Starting at the line that contains "Scientific specimen imaging: find the green shovel handle" and ending at the line that contains "[764,584,924,710]", rewrite only those lines of the records, swapping "ceramic" for "porcelain" and leaving everything else the same.

☆ ☆ ☆ ☆ ☆ ☆ ☆

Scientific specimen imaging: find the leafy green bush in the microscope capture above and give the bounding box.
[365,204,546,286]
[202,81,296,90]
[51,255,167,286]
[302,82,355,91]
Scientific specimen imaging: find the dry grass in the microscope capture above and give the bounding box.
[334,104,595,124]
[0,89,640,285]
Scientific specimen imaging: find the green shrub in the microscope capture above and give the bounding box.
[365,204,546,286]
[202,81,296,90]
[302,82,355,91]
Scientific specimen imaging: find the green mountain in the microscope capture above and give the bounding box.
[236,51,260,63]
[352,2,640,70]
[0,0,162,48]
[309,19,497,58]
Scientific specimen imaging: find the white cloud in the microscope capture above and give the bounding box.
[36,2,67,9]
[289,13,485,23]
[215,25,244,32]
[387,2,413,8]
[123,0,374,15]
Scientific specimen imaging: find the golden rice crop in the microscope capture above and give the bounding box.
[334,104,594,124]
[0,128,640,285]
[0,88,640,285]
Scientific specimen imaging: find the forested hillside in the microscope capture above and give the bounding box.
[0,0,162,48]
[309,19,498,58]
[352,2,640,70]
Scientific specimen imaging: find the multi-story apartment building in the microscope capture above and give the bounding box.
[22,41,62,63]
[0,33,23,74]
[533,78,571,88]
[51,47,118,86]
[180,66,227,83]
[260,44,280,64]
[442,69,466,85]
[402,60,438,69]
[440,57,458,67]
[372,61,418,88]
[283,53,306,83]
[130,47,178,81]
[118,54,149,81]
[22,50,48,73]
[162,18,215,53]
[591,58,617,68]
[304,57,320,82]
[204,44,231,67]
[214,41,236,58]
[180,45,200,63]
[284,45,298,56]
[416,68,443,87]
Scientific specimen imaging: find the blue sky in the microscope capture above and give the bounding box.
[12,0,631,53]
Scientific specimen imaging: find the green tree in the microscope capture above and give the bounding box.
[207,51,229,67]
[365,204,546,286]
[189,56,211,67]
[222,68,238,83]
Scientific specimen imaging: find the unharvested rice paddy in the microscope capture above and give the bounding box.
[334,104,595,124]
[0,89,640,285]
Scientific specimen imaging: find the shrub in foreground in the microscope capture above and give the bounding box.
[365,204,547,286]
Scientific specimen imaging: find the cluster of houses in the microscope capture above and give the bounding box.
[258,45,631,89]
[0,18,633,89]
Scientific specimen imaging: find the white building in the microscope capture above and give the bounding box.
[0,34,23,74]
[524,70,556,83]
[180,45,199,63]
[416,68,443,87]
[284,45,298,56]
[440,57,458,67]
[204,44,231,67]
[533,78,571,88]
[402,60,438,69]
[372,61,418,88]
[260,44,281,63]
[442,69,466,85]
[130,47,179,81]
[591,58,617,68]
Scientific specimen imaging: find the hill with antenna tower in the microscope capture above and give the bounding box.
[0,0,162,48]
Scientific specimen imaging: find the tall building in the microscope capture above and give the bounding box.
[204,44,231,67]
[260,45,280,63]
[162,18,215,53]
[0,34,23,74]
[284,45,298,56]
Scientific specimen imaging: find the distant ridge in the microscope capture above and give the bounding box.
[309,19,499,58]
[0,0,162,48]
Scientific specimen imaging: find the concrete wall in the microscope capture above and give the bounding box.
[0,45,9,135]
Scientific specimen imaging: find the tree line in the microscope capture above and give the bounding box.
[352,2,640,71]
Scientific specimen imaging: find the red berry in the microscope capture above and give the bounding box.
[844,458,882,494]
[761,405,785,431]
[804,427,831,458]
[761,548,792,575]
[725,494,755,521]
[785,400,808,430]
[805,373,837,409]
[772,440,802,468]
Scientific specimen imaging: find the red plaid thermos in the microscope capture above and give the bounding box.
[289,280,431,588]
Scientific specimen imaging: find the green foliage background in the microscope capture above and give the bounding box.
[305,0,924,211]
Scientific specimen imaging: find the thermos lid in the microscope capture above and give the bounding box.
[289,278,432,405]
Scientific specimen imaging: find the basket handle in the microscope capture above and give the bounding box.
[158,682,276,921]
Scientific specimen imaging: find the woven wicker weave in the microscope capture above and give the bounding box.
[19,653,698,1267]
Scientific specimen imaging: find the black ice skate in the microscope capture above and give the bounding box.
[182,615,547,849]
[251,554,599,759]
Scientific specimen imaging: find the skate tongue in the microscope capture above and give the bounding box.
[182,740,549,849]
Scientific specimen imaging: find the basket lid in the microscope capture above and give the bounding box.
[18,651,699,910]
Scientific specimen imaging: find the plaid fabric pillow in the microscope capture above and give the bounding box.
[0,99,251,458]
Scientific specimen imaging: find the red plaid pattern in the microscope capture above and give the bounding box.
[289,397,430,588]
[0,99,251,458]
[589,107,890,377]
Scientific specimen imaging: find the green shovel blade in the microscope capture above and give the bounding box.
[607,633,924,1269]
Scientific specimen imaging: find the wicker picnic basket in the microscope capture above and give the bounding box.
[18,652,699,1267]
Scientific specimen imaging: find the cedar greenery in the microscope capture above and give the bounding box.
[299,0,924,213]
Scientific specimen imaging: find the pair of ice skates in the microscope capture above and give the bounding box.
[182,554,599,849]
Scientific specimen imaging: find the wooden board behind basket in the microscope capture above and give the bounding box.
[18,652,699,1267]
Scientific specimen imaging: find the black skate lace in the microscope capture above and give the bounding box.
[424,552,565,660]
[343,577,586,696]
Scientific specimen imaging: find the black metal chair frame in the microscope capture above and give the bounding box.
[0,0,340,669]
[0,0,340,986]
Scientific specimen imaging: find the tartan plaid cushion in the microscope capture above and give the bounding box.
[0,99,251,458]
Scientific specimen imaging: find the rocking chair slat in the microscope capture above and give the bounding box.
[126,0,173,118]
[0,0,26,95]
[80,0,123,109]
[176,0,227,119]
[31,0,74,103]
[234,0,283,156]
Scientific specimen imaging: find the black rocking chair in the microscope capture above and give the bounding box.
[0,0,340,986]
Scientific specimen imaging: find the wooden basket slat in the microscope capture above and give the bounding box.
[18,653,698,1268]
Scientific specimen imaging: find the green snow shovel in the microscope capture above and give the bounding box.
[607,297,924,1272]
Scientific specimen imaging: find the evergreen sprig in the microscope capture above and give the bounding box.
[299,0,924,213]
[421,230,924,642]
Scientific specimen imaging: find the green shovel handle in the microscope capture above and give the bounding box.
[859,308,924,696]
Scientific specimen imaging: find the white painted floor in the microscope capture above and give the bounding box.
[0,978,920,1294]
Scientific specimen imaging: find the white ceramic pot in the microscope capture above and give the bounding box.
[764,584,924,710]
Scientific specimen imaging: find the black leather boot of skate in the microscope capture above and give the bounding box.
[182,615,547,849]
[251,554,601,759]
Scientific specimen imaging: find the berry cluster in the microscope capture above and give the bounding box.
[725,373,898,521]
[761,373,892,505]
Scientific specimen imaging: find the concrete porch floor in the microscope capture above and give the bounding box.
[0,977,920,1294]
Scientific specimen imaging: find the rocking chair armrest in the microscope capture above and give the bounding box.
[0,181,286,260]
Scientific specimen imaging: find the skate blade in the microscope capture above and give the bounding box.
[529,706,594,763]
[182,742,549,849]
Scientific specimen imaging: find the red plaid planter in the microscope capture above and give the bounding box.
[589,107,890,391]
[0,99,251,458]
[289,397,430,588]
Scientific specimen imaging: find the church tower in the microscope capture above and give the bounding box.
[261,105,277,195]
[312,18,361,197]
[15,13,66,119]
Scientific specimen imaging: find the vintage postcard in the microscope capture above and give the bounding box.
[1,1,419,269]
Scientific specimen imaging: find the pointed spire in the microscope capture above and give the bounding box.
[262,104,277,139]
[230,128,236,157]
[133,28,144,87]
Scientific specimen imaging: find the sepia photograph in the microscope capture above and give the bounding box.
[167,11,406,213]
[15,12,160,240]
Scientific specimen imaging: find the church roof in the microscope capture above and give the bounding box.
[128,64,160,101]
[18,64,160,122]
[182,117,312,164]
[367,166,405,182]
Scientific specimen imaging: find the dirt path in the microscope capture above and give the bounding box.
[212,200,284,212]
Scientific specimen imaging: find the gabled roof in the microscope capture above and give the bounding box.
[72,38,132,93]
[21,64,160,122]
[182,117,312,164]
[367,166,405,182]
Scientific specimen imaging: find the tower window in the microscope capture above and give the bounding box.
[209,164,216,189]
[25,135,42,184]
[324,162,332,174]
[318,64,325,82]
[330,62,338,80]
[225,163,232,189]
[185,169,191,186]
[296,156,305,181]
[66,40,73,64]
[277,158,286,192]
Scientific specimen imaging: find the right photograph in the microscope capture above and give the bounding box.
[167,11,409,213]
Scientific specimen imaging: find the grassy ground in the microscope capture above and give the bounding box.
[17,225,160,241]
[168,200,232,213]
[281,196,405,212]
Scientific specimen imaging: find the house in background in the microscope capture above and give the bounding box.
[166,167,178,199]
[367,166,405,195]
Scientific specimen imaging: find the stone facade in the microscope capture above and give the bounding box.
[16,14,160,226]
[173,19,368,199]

☆ ☆ ☆ ☆ ☆ ☆ ☆

● ANSWER TO THE PROBLEM:
Scientific specimen imaging: find the green shovel handle in the microscope capture above and give the bounding box.
[859,308,924,696]
Scientific specimen imaging: find the white painted floor in the microscope capture above and give the bounding box.
[0,978,920,1294]
Scientific specimen imaging: find the white porcelain pot in the microscope capture above and give the bounding box.
[764,584,924,710]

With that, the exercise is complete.